Dari persepsi inilah kemudian muncul perilaku, yaitu tindakan atau respons yang nyata sebagai konsekuensi dari bagaimana stimulus dipersepsikan. Perilaku adalah ekspresi eksternal dari interpretasi internal seseorang. Ketika perilaku ini diulang secara konsisten dari waktu ke waktu, ia akan menjadi otomatis dan tertanam kuat, membentuk sebuah kebiasaan. Kebiasaan terbentuk dari perilaku yang terus-menerus diperkuat oleh persepsi yang konsisten terhadap stimulus tertentu. Dengan demikian, persepsi adalah fondasi yang menentukan arah dan konsistensi perilaku kita.

Ayu Aryanti, seorang siswi SMK Akuntansi yang pintar namun hidup dalam keterbatasan ekonomi, menerima sebuah stimulus besar: kesempatan emas untuk hidup lebih baik, pendidikan terjamin hingga lulus SMK dan bahkan perguruan tinggi, tanpa beban biaya. Ia diangkat sebagai anak asuh KDM. Namun, setelah dua tahun berada dalam lingkungan KDM, Ayu memilih kembali ke rumah dan melanjutkan profesi orang tuanya sebagai penjual makaroni, dengan penghasilan yang sangat minim.

Daftar Baris:
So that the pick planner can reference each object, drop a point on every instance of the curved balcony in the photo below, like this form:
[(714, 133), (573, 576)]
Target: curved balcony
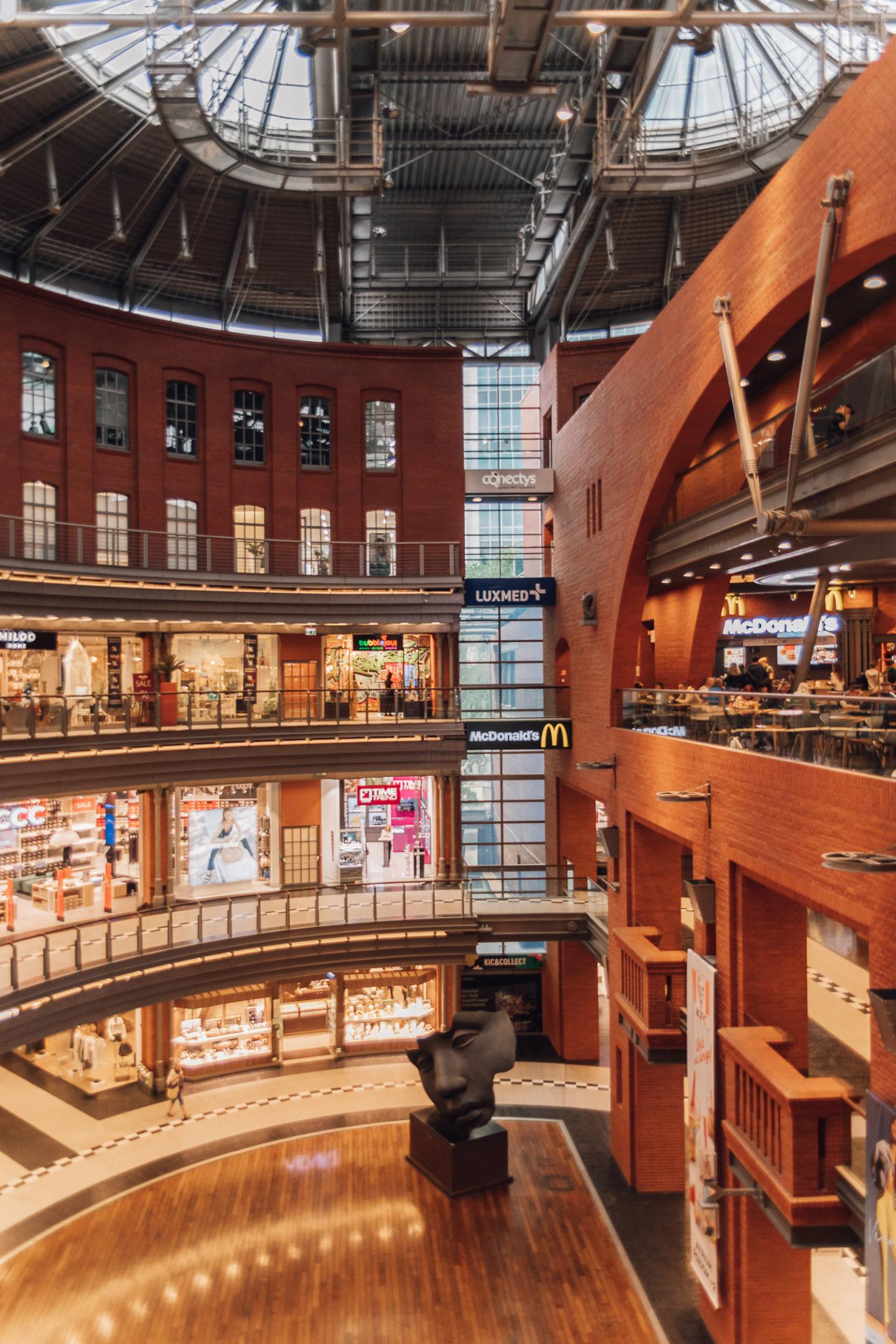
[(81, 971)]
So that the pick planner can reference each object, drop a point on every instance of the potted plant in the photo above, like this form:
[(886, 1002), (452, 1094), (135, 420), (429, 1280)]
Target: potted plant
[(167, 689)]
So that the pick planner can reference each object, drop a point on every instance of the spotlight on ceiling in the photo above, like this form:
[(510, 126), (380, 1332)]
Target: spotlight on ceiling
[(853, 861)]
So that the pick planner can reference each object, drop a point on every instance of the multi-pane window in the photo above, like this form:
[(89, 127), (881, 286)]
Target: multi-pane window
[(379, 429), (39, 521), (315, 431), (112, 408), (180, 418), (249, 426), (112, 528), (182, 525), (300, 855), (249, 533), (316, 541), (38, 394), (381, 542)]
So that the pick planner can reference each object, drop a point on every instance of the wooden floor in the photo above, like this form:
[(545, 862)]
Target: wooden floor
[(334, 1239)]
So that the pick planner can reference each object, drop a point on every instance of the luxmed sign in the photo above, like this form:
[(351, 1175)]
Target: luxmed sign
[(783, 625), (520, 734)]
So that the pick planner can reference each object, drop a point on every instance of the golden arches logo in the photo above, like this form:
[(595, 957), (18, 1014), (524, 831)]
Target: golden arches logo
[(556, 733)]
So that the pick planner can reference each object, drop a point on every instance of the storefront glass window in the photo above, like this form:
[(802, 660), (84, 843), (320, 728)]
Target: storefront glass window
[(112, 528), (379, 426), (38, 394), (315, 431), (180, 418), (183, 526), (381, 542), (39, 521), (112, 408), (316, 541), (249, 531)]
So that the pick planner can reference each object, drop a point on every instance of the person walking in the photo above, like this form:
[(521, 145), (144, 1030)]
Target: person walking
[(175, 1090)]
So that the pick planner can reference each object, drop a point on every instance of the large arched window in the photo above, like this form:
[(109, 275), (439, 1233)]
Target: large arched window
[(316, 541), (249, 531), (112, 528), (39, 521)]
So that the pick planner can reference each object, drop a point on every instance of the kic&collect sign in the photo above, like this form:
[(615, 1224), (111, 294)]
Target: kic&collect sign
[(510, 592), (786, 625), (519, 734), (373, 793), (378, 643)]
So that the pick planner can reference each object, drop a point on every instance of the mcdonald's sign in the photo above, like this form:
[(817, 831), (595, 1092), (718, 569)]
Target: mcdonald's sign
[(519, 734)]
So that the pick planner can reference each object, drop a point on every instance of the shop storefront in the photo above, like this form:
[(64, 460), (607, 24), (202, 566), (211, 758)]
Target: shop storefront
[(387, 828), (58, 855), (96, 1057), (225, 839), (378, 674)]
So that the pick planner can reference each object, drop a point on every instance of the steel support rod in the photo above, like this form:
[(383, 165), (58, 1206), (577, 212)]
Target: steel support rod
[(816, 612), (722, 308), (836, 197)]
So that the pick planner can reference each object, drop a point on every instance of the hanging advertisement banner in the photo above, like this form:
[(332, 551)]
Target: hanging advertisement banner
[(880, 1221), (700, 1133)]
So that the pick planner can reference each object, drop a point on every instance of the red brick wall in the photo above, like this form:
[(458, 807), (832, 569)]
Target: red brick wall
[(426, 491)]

Soal yang Dikerjakan:
1. Berdasarkan teks tentang persepsi dan perilaku, mengapa suatu perilaku dapat berubah menjadi kebiasaan? Jelaskan dalam satu sampai tiga kalimat.
2. Tuliskan ulang bagian teks tentang persepsi dan perilaku, mulai dari "Ayu Aryanti, seorang" sampai dengan "yang sangat minim.", tanpa perubahan apa pun.

Jawaban Berurutan:
1. Perilaku berubah menjadi kebiasaan karena diulang secara konsisten dari waktu ke waktu sehingga menjadi otomatis dan tertanam kuat. Pengulangan itu terus-menerus diperkuat oleh persepsi yang konsisten terhadap stimulus tertentu.

2.
Ayu Aryanti, seorang siswi SMK Akuntansi yang pintar namun hidup dalam keterbatasan ekonomi, menerima sebuah stimulus besar: kesempatan emas untuk hidup lebih baik, pendidikan terjamin hingga lulus SMK dan bahkan perguruan tinggi, tanpa beban biaya. Ia diangkat sebagai anak asuh KDM. Namun, setelah dua tahun berada dalam lingkungan KDM, Ayu memilih kembali ke rumah dan melanjutkan profesi orang tuanya sebagai penjual makaroni, dengan penghasilan yang sangat minim.